◆ **GIVEN INSTRUCTION**:
Quote the lines below from the one containing "mark the region of every instance of the sky" to the final line, both ends included; exclude the pictures.

◆ **THE INPUT**:

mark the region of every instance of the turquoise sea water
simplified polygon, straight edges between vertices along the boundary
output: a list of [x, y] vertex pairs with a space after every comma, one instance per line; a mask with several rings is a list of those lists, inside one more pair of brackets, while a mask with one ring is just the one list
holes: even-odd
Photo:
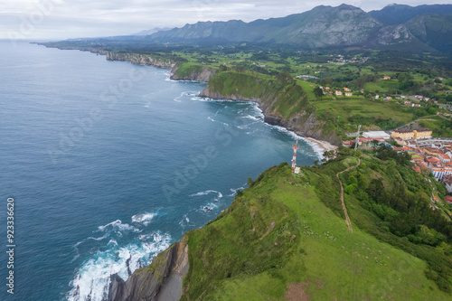
[[[109, 275], [126, 279], [249, 176], [290, 162], [297, 137], [255, 104], [200, 99], [205, 83], [168, 71], [0, 42], [0, 300], [103, 300]], [[318, 154], [299, 144], [297, 164], [312, 165]]]

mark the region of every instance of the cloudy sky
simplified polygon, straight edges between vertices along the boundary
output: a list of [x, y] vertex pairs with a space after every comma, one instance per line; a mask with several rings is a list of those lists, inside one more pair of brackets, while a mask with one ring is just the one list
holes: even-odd
[[[69, 39], [130, 34], [198, 21], [280, 17], [343, 3], [368, 12], [393, 0], [14, 0], [0, 2], [0, 39]], [[399, 0], [412, 6], [451, 0]]]

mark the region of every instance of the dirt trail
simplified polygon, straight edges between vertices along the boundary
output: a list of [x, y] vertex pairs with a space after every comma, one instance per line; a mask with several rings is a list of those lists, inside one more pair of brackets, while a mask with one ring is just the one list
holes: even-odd
[[345, 170], [343, 170], [342, 172], [339, 172], [336, 174], [336, 176], [337, 176], [337, 180], [339, 180], [339, 183], [341, 184], [341, 202], [342, 202], [342, 209], [344, 210], [344, 214], [345, 215], [345, 223], [347, 224], [347, 228], [348, 228], [348, 230], [353, 232], [353, 229], [352, 228], [352, 221], [350, 221], [350, 217], [348, 216], [348, 213], [347, 213], [347, 208], [345, 207], [345, 202], [344, 202], [344, 185], [342, 184], [342, 182], [341, 182], [341, 179], [339, 178], [339, 174], [341, 174], [342, 173], [345, 173], [346, 171], [353, 168], [353, 167], [357, 167], [361, 165], [361, 160], [360, 158], [358, 158], [358, 165], [355, 165], [355, 166], [350, 166], [348, 167], [347, 169]]

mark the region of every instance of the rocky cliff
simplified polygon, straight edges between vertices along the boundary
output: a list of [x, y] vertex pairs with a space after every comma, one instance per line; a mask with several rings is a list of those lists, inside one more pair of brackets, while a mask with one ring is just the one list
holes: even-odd
[[150, 65], [171, 69], [171, 79], [174, 80], [193, 80], [207, 82], [217, 72], [214, 68], [190, 63], [176, 62], [165, 57], [152, 54], [107, 52], [108, 61], [126, 61], [137, 65]]
[[147, 54], [137, 53], [118, 53], [107, 52], [107, 60], [108, 61], [126, 61], [137, 65], [150, 65], [159, 68], [173, 69], [176, 62], [169, 59], [156, 58]]
[[108, 301], [177, 301], [189, 268], [187, 238], [157, 255], [151, 265], [136, 270], [127, 281], [111, 276]]
[[[234, 89], [229, 90], [227, 86]], [[209, 81], [200, 96], [212, 99], [257, 102], [264, 114], [264, 121], [270, 125], [283, 127], [301, 136], [325, 140], [334, 145], [341, 143], [334, 127], [315, 116], [314, 108], [299, 86], [281, 88], [272, 81], [221, 72]]]
[[180, 71], [180, 69], [183, 68], [184, 66], [176, 66], [175, 68], [174, 68], [172, 70], [173, 75], [171, 76], [171, 80], [207, 82], [217, 72], [216, 69], [199, 66], [199, 68], [193, 69], [189, 71], [189, 72], [184, 72], [185, 74], [184, 74]]

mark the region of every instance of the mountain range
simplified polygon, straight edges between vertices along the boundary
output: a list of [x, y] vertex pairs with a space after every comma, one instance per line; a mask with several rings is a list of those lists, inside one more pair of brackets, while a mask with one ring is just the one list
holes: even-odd
[[363, 47], [452, 52], [452, 5], [359, 7], [320, 5], [281, 18], [198, 22], [146, 36], [158, 42], [294, 44], [303, 49]]

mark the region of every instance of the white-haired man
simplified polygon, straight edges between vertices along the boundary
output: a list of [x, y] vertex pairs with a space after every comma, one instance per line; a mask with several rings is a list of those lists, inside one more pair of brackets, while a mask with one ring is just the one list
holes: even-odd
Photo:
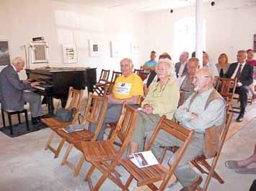
[[32, 122], [37, 124], [42, 116], [41, 96], [32, 92], [24, 91], [39, 84], [30, 83], [29, 80], [20, 80], [18, 73], [24, 67], [24, 60], [15, 57], [12, 64], [4, 67], [0, 73], [0, 92], [1, 108], [7, 110], [22, 111], [24, 103], [30, 103]]
[[[130, 58], [123, 59], [120, 61], [120, 67], [122, 75], [115, 80], [112, 94], [107, 96], [107, 110], [102, 127], [105, 127], [106, 124], [115, 122], [118, 119], [123, 103], [126, 102], [138, 107], [140, 98], [144, 95], [143, 82], [138, 75], [133, 73], [132, 60]], [[89, 129], [94, 132], [96, 126], [91, 124]], [[102, 140], [103, 135], [104, 128], [102, 128], [97, 140]]]

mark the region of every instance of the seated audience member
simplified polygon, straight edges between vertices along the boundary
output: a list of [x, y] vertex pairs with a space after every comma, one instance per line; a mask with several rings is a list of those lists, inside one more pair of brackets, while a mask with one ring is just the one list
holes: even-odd
[[152, 50], [150, 52], [150, 60], [146, 61], [145, 64], [142, 66], [142, 69], [144, 73], [150, 73], [156, 69], [156, 52]]
[[[250, 64], [250, 65], [253, 66], [254, 67], [256, 68], [256, 60], [254, 60], [254, 52], [252, 49], [248, 49], [247, 51], [247, 60], [246, 62]], [[256, 71], [256, 69], [254, 70]], [[254, 82], [250, 85], [250, 91], [251, 92], [252, 95], [252, 99], [256, 97], [256, 93], [255, 92], [255, 80], [256, 80], [256, 73], [255, 73], [254, 76], [253, 76]]]
[[214, 77], [219, 77], [219, 72], [216, 66], [209, 63], [209, 57], [207, 53], [203, 54], [203, 68], [210, 69]]
[[[120, 116], [122, 104], [126, 102], [134, 107], [137, 106], [140, 97], [143, 96], [143, 82], [141, 78], [133, 73], [133, 65], [129, 58], [124, 58], [120, 62], [122, 75], [115, 80], [112, 93], [107, 96], [107, 110], [104, 118], [102, 128], [97, 140], [102, 140], [104, 127], [107, 123], [115, 122]], [[89, 130], [94, 132], [96, 126], [89, 126]]]
[[168, 58], [160, 59], [156, 66], [159, 81], [151, 84], [148, 95], [142, 102], [136, 126], [130, 144], [131, 153], [143, 151], [146, 133], [153, 131], [161, 116], [172, 119], [178, 106], [180, 92], [175, 81], [172, 80], [175, 68]]
[[246, 62], [246, 52], [239, 50], [237, 55], [237, 62], [230, 65], [225, 74], [225, 78], [237, 78], [236, 93], [239, 94], [240, 113], [237, 121], [241, 122], [244, 118], [245, 108], [247, 104], [249, 86], [253, 82], [253, 67]]
[[229, 169], [234, 169], [241, 174], [256, 174], [256, 144], [253, 154], [242, 160], [229, 160], [225, 162]]
[[24, 60], [15, 57], [12, 64], [0, 73], [0, 92], [1, 108], [6, 110], [22, 111], [25, 102], [30, 103], [32, 122], [37, 124], [42, 114], [41, 96], [32, 92], [24, 91], [40, 83], [30, 83], [30, 80], [19, 80], [18, 73], [23, 70]]
[[[190, 162], [203, 154], [208, 158], [216, 154], [224, 126], [225, 101], [213, 88], [213, 80], [211, 70], [199, 69], [193, 81], [195, 93], [175, 112], [175, 119], [182, 126], [195, 131], [175, 172], [183, 186], [182, 191], [195, 190], [196, 186], [202, 182], [202, 177], [193, 171]], [[152, 133], [148, 134], [147, 141]], [[181, 145], [179, 139], [163, 131], [159, 133], [151, 150], [156, 157], [159, 157], [162, 146]], [[169, 165], [172, 165], [179, 151], [171, 157], [168, 162]]]
[[194, 87], [192, 82], [194, 79], [195, 72], [199, 68], [199, 60], [196, 57], [191, 57], [187, 64], [187, 74], [184, 75], [180, 81], [178, 81], [180, 91], [185, 93], [185, 100], [187, 100], [194, 93]]
[[229, 67], [228, 56], [225, 53], [221, 53], [219, 57], [219, 61], [216, 64], [220, 78], [224, 78]]
[[176, 76], [179, 79], [187, 74], [186, 65], [187, 62], [189, 53], [187, 52], [183, 52], [180, 55], [180, 62], [175, 64], [175, 73]]
[[[168, 58], [169, 60], [172, 60], [171, 56], [167, 53], [164, 52], [159, 56], [159, 59]], [[144, 96], [146, 97], [146, 94], [149, 92], [149, 87], [151, 83], [154, 83], [159, 81], [157, 75], [155, 70], [151, 71], [148, 77], [144, 81]]]

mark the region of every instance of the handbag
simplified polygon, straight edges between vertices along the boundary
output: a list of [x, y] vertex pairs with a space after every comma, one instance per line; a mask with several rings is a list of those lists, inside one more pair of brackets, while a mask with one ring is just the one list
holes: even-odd
[[76, 108], [73, 108], [71, 109], [66, 109], [66, 108], [58, 108], [56, 112], [56, 118], [58, 120], [69, 122], [71, 121], [74, 118], [74, 114], [75, 113], [76, 109]]

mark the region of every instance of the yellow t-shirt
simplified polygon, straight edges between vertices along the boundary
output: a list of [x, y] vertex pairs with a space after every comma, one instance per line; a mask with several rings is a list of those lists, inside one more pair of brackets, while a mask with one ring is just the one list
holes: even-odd
[[132, 73], [128, 77], [119, 76], [115, 82], [112, 94], [117, 99], [131, 98], [134, 96], [144, 95], [143, 82], [136, 74]]

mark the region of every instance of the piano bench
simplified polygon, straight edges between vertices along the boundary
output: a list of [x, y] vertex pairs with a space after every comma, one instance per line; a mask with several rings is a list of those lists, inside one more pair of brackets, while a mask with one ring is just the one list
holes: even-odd
[[12, 111], [12, 110], [7, 110], [7, 109], [1, 108], [1, 119], [3, 121], [4, 127], [6, 127], [4, 113], [6, 113], [8, 116], [9, 124], [9, 128], [10, 128], [10, 131], [11, 131], [12, 135], [13, 135], [12, 115], [14, 115], [14, 114], [17, 114], [19, 124], [20, 124], [21, 122], [20, 122], [20, 115], [19, 114], [22, 113], [25, 113], [25, 121], [26, 121], [26, 125], [27, 125], [27, 130], [30, 131], [27, 109], [23, 109], [22, 111]]

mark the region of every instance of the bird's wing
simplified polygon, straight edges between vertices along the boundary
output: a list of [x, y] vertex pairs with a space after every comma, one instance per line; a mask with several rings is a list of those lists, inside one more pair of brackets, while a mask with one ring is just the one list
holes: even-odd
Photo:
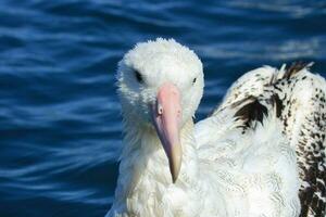
[[[301, 179], [301, 217], [326, 215], [326, 81], [310, 73], [311, 65], [296, 63], [279, 71], [262, 67], [239, 78], [228, 90], [212, 117], [225, 118], [234, 112], [243, 130], [262, 123], [271, 110], [281, 123], [281, 131], [296, 150]], [[236, 110], [236, 111], [235, 111]], [[197, 126], [197, 136], [203, 142], [212, 140], [213, 125], [227, 128], [225, 123], [212, 123], [212, 117]], [[216, 119], [216, 118], [214, 118]], [[230, 124], [229, 124], [230, 125]], [[223, 132], [220, 132], [223, 133]], [[197, 138], [198, 138], [197, 137]], [[205, 137], [205, 138], [204, 138]]]

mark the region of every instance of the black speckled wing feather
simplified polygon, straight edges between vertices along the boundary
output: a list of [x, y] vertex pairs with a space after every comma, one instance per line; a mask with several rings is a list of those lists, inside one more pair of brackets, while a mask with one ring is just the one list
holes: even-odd
[[265, 66], [244, 74], [231, 86], [213, 115], [227, 106], [239, 107], [235, 116], [243, 120], [240, 127], [246, 133], [275, 110], [283, 132], [297, 152], [300, 217], [325, 217], [326, 81], [310, 73], [310, 66], [293, 63], [279, 71]]

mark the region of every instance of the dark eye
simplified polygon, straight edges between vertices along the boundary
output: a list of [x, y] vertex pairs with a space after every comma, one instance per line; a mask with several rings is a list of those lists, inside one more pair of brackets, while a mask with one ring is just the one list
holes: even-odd
[[197, 78], [193, 78], [193, 80], [192, 80], [192, 85], [196, 82], [196, 80], [197, 80]]
[[135, 76], [138, 82], [142, 82], [142, 77], [138, 71], [135, 71]]

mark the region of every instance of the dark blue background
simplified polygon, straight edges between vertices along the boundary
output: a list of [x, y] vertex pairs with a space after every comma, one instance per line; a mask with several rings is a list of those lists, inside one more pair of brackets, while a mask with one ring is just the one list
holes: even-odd
[[202, 118], [263, 64], [314, 61], [323, 74], [325, 34], [325, 1], [1, 0], [0, 217], [106, 213], [122, 145], [114, 73], [137, 41], [199, 54]]

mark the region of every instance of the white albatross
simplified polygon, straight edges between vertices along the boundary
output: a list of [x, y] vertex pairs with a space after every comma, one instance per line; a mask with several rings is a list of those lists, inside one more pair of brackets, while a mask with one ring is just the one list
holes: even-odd
[[193, 124], [202, 63], [173, 39], [118, 64], [124, 146], [106, 217], [324, 217], [326, 85], [293, 64], [244, 74]]

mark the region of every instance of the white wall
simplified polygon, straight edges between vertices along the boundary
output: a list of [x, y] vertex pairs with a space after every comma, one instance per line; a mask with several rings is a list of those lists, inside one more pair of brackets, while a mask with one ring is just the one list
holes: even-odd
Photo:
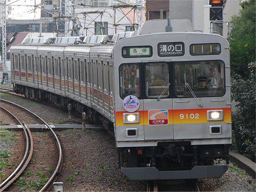
[[[238, 14], [242, 8], [239, 5], [240, 0], [227, 0], [223, 10], [223, 36], [228, 37], [227, 22], [232, 15]], [[210, 32], [210, 7], [209, 0], [193, 1], [193, 21], [195, 29], [202, 30], [204, 33]]]
[[[239, 11], [242, 9], [239, 5], [240, 0], [227, 0], [226, 3], [225, 7], [223, 10], [224, 21], [229, 21], [234, 15], [238, 15]], [[228, 37], [228, 26], [227, 23], [223, 24], [223, 36]]]
[[204, 6], [208, 5], [209, 1], [207, 0], [194, 0], [193, 1], [194, 7], [194, 27], [195, 30], [204, 30]]

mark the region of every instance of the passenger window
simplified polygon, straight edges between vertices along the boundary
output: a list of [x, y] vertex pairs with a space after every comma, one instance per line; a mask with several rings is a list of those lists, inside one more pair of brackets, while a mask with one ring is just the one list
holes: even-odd
[[146, 65], [146, 95], [149, 98], [167, 97], [169, 95], [169, 71], [166, 63]]
[[120, 96], [132, 94], [140, 97], [140, 70], [137, 64], [125, 64], [120, 67]]
[[224, 63], [220, 61], [177, 62], [174, 66], [175, 90], [178, 97], [224, 95]]

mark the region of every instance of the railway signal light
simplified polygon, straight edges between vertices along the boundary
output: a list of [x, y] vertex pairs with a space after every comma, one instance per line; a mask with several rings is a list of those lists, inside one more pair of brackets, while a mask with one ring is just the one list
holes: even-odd
[[223, 1], [223, 0], [210, 0], [209, 5], [211, 5], [212, 7], [222, 6]]
[[223, 7], [210, 7], [210, 20], [223, 20]]

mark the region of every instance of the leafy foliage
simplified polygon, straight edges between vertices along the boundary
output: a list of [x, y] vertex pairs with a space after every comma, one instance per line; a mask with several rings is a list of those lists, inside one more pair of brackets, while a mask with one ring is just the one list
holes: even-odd
[[[255, 0], [241, 3], [234, 16], [228, 40], [230, 46], [233, 149], [255, 161]], [[248, 64], [249, 63], [249, 64]]]
[[255, 1], [244, 1], [241, 6], [239, 15], [231, 19], [233, 25], [228, 41], [231, 73], [246, 77], [249, 75], [247, 64], [255, 59]]
[[255, 63], [250, 65], [249, 75], [244, 79], [237, 75], [231, 83], [232, 98], [238, 102], [233, 114], [233, 146], [239, 154], [255, 161]]

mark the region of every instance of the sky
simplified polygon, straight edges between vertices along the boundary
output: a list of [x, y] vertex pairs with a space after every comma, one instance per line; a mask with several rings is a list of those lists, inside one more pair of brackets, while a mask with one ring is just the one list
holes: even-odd
[[[17, 2], [16, 2], [17, 1]], [[33, 6], [36, 4], [39, 4], [41, 0], [7, 0], [6, 4], [10, 4], [11, 6], [11, 11], [9, 11], [7, 18], [12, 19], [37, 19], [40, 18], [41, 10], [39, 8], [36, 9], [35, 14]], [[30, 5], [30, 6], [28, 6]], [[31, 6], [33, 5], [33, 6]], [[9, 8], [9, 10], [11, 8]], [[7, 11], [7, 10], [6, 10]]]

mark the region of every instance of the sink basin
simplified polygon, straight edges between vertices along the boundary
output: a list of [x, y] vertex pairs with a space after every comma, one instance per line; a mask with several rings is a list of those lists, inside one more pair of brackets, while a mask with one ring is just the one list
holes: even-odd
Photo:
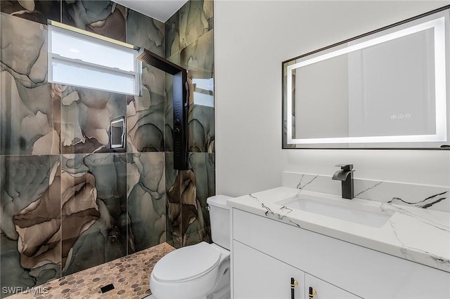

◆ **ANSWER TO THIS TASK**:
mark the region of every instance of the sky
simplified polygon, straight edges between vertices along the boundary
output: a list of [x, y] vertex pairs with a space after every comma, one instance per line; a mask with several rings is a list of those lists, inside one more pair of brackets, while a mask with one ring is just the one list
holes: even-odd
[[[17, 2], [16, 2], [17, 1]], [[33, 6], [36, 4], [39, 4], [41, 0], [7, 0], [6, 4], [10, 4], [11, 6], [11, 11], [9, 11], [7, 18], [12, 19], [37, 19], [40, 18], [41, 10], [39, 8], [36, 9], [35, 14]], [[30, 5], [30, 6], [28, 6]], [[31, 6], [33, 5], [33, 6]], [[9, 8], [9, 10], [11, 8]], [[7, 11], [7, 10], [6, 10]]]

mark the region of every instance of the sink basin
simplified polygon, straight edges between vertices along the boundary
output: a list of [x, y] vertex pairs with a space after every comma, one instance per line; a mask with several rings is a list of those lists, inside one more pair of brackets, while a mask with one ring is just the one list
holes: even-odd
Photo:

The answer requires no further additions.